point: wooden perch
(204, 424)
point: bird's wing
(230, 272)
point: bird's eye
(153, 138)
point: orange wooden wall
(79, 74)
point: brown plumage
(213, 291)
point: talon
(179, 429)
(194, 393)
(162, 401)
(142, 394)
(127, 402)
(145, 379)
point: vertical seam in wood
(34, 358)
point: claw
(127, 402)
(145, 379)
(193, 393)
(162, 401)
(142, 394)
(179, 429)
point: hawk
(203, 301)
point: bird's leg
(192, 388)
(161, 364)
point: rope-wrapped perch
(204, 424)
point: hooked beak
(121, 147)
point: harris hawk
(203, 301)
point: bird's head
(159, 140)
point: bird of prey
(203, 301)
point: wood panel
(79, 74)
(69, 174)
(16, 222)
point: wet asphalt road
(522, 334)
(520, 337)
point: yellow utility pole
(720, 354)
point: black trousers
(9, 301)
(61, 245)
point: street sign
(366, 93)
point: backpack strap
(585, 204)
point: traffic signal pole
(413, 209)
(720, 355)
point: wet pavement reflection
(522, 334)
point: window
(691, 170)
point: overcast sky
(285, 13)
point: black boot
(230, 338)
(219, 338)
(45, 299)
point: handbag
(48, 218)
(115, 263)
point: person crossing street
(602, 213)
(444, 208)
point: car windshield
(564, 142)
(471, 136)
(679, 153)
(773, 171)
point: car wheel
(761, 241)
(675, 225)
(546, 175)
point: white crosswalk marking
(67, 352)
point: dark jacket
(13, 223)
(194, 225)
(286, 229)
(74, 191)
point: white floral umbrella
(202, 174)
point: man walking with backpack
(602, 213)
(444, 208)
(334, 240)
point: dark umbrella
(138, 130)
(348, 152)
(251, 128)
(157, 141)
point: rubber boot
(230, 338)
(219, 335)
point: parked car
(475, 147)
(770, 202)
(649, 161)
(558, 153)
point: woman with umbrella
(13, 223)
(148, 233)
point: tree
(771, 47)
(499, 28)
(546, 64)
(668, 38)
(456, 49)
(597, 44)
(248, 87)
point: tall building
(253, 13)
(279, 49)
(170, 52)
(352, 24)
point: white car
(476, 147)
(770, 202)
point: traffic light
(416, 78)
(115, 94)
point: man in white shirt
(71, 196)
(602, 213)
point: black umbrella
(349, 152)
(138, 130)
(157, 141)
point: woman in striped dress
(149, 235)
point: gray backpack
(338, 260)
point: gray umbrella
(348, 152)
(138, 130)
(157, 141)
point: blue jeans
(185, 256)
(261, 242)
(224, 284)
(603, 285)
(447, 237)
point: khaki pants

_Required task_
Rewrite all the lines above, swapping each "umbrella" for "parasol" and leaving everything else unchanged.

_Written answer_
point: wooden perch
(204, 424)
point: bird's wing
(230, 272)
point: bird's eye
(153, 138)
point: orange wooden wall
(79, 74)
point: brown plumage
(213, 291)
point: talon
(179, 429)
(194, 393)
(162, 401)
(142, 394)
(127, 402)
(145, 379)
point: vertical seam in wood
(34, 358)
point: claw
(127, 402)
(145, 379)
(193, 393)
(162, 401)
(142, 394)
(179, 429)
point: hawk
(203, 301)
point: bird's leg
(192, 388)
(161, 364)
point: rope-wrapped perch
(204, 424)
point: hooked beak
(121, 147)
point: harris hawk
(203, 301)
point: bird's head
(159, 140)
point: bird of prey
(203, 301)
point: wood panel
(79, 74)
(69, 174)
(16, 222)
point: wet asphalt road
(522, 334)
(520, 337)
point: yellow utility pole
(720, 354)
point: black trousers
(9, 301)
(61, 245)
point: street sign
(366, 93)
point: backpack strap
(585, 204)
point: traffic signal pole
(413, 209)
(720, 355)
point: wet pavement reflection
(522, 334)
point: window
(691, 170)
point: overcast sky
(285, 13)
point: black boot
(230, 338)
(219, 338)
(45, 299)
point: handbag
(48, 218)
(115, 263)
point: person crossing street
(602, 213)
(444, 208)
point: car windshield
(564, 142)
(471, 136)
(679, 153)
(773, 171)
point: car wheel
(761, 241)
(675, 225)
(546, 175)
point: white crosswalk marking
(67, 352)
point: dark jacket
(13, 223)
(194, 225)
(286, 229)
(74, 191)
point: white floral parasol
(202, 174)
point: man walking with backpack
(602, 213)
(444, 208)
(334, 240)
point: dark parasol
(138, 130)
(348, 152)
(251, 128)
(157, 141)
point: rubber boot
(230, 338)
(219, 335)
point: parked car
(475, 147)
(770, 202)
(649, 161)
(558, 153)
point: woman with parasol
(13, 223)
(148, 233)
point: tree
(771, 47)
(499, 28)
(546, 64)
(668, 38)
(456, 49)
(597, 44)
(248, 87)
point: tall building
(253, 13)
(279, 49)
(170, 52)
(352, 24)
point: white car
(476, 147)
(770, 202)
point: traffic light
(416, 78)
(115, 94)
point: man in white shirt
(71, 196)
(602, 213)
point: black parasol
(349, 152)
(138, 130)
(157, 141)
point: woman in striped dress
(149, 235)
point: gray backpack
(338, 260)
point: gray parasol
(348, 152)
(138, 130)
(157, 141)
point: blue jeans
(185, 256)
(261, 242)
(224, 284)
(603, 285)
(447, 237)
point: khaki pants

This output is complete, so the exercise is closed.